[Stored items from a collection]
^^^^^^^^^^^^^^^^

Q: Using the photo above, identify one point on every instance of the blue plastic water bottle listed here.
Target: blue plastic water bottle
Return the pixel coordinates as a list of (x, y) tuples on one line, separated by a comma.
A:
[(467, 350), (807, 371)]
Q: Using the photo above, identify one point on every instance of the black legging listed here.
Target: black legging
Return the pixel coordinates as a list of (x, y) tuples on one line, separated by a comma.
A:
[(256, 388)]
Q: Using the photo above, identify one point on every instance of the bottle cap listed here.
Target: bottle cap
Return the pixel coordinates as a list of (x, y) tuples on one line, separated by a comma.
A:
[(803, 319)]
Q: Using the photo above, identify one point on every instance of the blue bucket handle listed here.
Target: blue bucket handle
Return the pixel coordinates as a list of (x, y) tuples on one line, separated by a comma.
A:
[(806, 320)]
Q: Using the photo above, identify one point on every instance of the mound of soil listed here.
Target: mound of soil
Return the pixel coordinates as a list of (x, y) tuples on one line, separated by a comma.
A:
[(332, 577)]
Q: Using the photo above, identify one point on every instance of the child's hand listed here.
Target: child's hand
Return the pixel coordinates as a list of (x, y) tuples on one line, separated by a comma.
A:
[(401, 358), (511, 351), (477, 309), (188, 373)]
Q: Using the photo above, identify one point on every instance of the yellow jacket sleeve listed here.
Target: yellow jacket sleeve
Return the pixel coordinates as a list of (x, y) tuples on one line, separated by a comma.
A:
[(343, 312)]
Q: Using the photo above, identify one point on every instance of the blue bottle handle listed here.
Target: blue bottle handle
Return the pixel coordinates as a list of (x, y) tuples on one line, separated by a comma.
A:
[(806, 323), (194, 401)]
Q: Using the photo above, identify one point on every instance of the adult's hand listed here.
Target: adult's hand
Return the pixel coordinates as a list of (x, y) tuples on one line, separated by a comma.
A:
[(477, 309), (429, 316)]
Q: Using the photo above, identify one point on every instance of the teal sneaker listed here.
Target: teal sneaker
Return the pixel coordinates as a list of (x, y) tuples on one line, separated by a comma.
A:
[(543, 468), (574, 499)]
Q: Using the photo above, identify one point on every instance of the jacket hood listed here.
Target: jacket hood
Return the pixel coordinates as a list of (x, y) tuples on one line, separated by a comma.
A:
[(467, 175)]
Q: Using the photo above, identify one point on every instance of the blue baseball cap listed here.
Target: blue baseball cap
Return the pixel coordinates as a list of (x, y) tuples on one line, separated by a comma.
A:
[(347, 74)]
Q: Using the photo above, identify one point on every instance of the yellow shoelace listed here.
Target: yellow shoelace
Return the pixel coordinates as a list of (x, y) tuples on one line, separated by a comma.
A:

^^^^^^^^^^^^^^^^

▶ _PROBLEM STATEMENT_:
Repeat all of the rows above word for word, changing nothing.

▶ _THE REPLY_:
Q: Using the photo above, identify one point on every instance of the blue plastic water bottle listed here.
Target: blue plastic water bottle
Return the pixel coordinates as a list of (x, y) tuples on one line, separated by a comma.
A:
[(467, 350), (807, 371)]
Q: Using the photo above, identify one point on every instance of the black legging listed here.
Target: black legging
Return the pixel coordinates as a list of (x, y) tuples on one line, separated by a comma.
A:
[(256, 388)]
Q: Using the photo above, identify one point on every instance of the bottle cap listed here.
Target: bottle cap
Return the pixel coordinates as a list of (x, y) tuples on one line, separated by a comma.
A:
[(803, 319)]
Q: Using the photo above, identify one point on every instance of the blue bucket handle listed here.
Target: blue bucket handle
Return the pixel coordinates as a list of (x, y) tuples on one line, separated by a comma.
A:
[(806, 320)]
Q: Using the photo above, identify one point on every instance of the mound of soil listed here.
Target: mound of soil
Return the pixel coordinates as a list of (x, y) tuples on one line, separated by a comma.
A:
[(332, 577)]
Q: Using the photo above, identify one point on every instance of the child's hand listed here.
Target: child's hand
Return the pixel coordinates as a list of (x, y) tuples on one line, separated by a comma.
A:
[(401, 358), (511, 351), (477, 309), (188, 373)]
Q: Using the photo above, identify one point on every instance of the yellow jacket sleeve listed here.
Target: yellow jacket sleeve
Return the pixel coordinates as a list of (x, y) tuples on one line, separated by a comma.
A:
[(343, 312)]
Q: Using the photo above, identify one point on every instance of the blue bottle handle listed here.
Target: blue bottle handle
Return the pixel coordinates as a list of (x, y) tuples on one line, separated by a comma.
A:
[(806, 323), (194, 401)]
Q: Using the photo above, identify one point on every instance of the adult's hand listed here.
Target: adult's hand
Return the pixel coordinates as a list of (x, y) tuples on one line, separated by a comma.
A:
[(477, 309), (429, 316)]
Q: Using the photo above, identify one point on every instance of the teal sneaker listed here.
Target: teal sneaker
Return the pixel coordinates as a list of (x, y) tuples on one line, separated by a comma.
A:
[(543, 468), (574, 499)]
Q: Using the photo above, identify one point on every instance of the jacket hood listed here.
Target: jacket hood
Return the pixel coordinates as a list of (x, y) tuples on one line, separated by a comma.
A:
[(467, 175)]
Q: Using the photo above, identify one point on every instance of the blue baseball cap listed here.
Target: blue baseball cap
Return the pixel coordinates as a list of (x, y) tuples on one line, separated by a comma.
A:
[(347, 74)]
Q: Using the photo above, identify one point on every instance of the yellow shoelace listed here.
Target: yellow shoelace
Return the pixel coordinates as a list of (x, y) tuples on one line, separated by a comma.
A:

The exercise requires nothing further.